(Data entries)
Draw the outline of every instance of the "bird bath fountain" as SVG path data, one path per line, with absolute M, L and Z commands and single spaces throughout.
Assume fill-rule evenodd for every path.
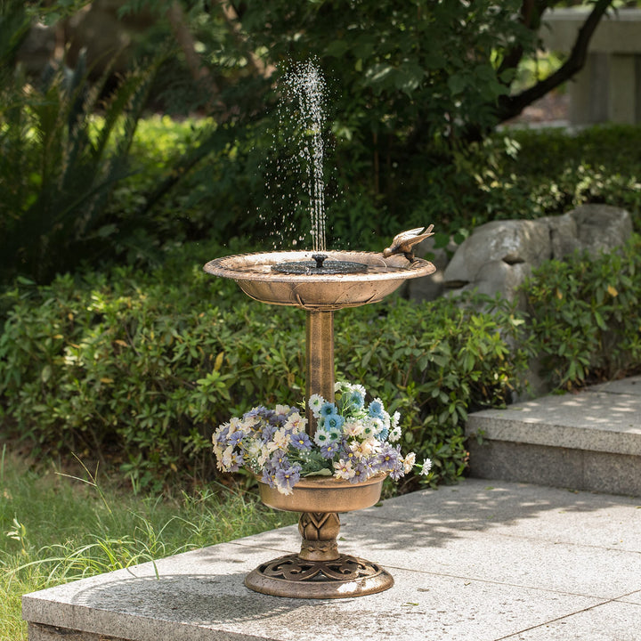
M 312 207 L 318 215 L 318 207 Z M 324 227 L 324 222 L 323 222 Z M 408 280 L 426 276 L 434 266 L 414 258 L 412 247 L 432 235 L 432 226 L 399 234 L 381 253 L 273 251 L 230 256 L 207 263 L 214 276 L 231 279 L 251 298 L 268 304 L 304 310 L 306 398 L 334 400 L 334 312 L 377 303 Z M 317 243 L 314 243 L 318 245 Z M 320 244 L 324 247 L 324 240 Z M 316 420 L 308 418 L 313 436 Z M 338 513 L 376 504 L 385 475 L 353 483 L 328 476 L 300 480 L 290 494 L 258 481 L 263 502 L 276 509 L 300 512 L 303 541 L 298 554 L 261 564 L 246 580 L 264 594 L 296 598 L 342 598 L 381 592 L 394 584 L 375 563 L 340 554 Z

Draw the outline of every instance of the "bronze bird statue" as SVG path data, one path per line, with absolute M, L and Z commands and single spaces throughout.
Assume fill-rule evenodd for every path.
M 383 256 L 389 258 L 394 254 L 402 254 L 410 263 L 414 261 L 414 246 L 429 236 L 434 236 L 432 230 L 434 225 L 429 227 L 417 227 L 413 230 L 402 231 L 394 236 L 392 244 L 383 250 Z

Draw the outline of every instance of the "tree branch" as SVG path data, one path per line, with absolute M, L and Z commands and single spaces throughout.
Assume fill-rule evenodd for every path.
M 196 51 L 196 43 L 193 36 L 187 26 L 184 12 L 181 4 L 175 0 L 171 4 L 167 10 L 167 20 L 174 32 L 180 48 L 183 50 L 185 57 L 185 62 L 189 68 L 191 77 L 197 83 L 203 83 L 207 87 L 210 96 L 215 96 L 219 93 L 219 88 L 216 85 L 209 69 L 202 64 L 200 56 Z
M 272 74 L 276 70 L 276 68 L 272 64 L 265 64 L 251 49 L 248 45 L 247 37 L 243 34 L 240 28 L 240 20 L 239 15 L 231 0 L 216 0 L 218 5 L 223 12 L 227 27 L 229 27 L 231 35 L 233 36 L 236 45 L 239 49 L 244 49 L 247 55 L 247 61 L 249 66 L 254 70 L 254 73 L 257 76 L 262 76 L 264 78 L 270 77 Z
M 503 122 L 518 116 L 523 110 L 534 101 L 542 98 L 548 92 L 569 80 L 583 68 L 588 57 L 588 47 L 596 27 L 613 0 L 597 0 L 594 9 L 579 29 L 574 45 L 567 61 L 544 80 L 513 96 L 502 96 L 499 101 L 499 121 Z

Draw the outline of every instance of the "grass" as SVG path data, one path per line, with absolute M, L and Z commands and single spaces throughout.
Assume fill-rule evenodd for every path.
M 27 639 L 23 594 L 295 522 L 213 483 L 134 496 L 97 471 L 61 474 L 0 452 L 0 641 Z

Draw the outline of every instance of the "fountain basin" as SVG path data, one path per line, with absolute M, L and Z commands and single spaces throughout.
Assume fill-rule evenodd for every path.
M 435 272 L 428 261 L 411 263 L 402 256 L 385 258 L 374 252 L 327 252 L 329 261 L 348 261 L 365 265 L 351 273 L 282 273 L 272 265 L 311 261 L 311 251 L 239 254 L 207 263 L 207 273 L 235 280 L 251 298 L 269 304 L 290 305 L 309 311 L 330 312 L 377 303 L 395 291 L 403 280 Z
M 261 500 L 270 507 L 288 512 L 352 512 L 371 507 L 380 499 L 383 481 L 378 474 L 367 481 L 353 483 L 333 476 L 308 476 L 282 494 L 276 488 L 258 481 Z

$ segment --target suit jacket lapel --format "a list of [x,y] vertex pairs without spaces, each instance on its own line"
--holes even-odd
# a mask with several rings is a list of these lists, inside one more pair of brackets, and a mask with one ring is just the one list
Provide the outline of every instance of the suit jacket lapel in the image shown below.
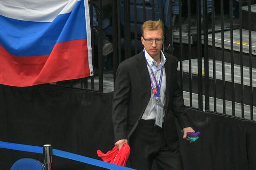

Aim: Can you copy the data from its first line up to and including the line with "M 312 207 L", keeping the requests, shifting every coordinate in the answers by adding 132, and omitting the pictures?

Problem solution:
Draw the outline of every instance of the "bird bath fountain" as SVG path data, one path per line, with absolute M, L and Z commands and single spaces throughout.
Assume fill-rule evenodd for every path.
M 444 339 L 450 347 L 450 339 Z M 456 359 L 456 354 L 455 354 Z M 540 412 L 558 408 L 566 398 L 546 390 L 544 379 L 564 367 L 564 358 L 531 366 L 513 385 L 405 383 L 362 388 L 339 395 L 346 408 L 363 411 L 383 430 L 400 436 L 436 442 L 438 530 L 466 532 L 466 444 L 509 435 Z M 449 375 L 446 375 L 450 377 Z M 452 376 L 456 379 L 456 372 Z M 448 552 L 440 550 L 445 568 Z M 470 645 L 508 636 L 517 607 L 485 615 L 460 608 L 432 612 L 422 626 L 390 613 L 395 634 L 408 641 L 432 644 L 435 673 L 430 686 L 393 696 L 378 712 L 396 726 L 428 730 L 474 730 L 513 724 L 526 716 L 507 695 L 472 686 Z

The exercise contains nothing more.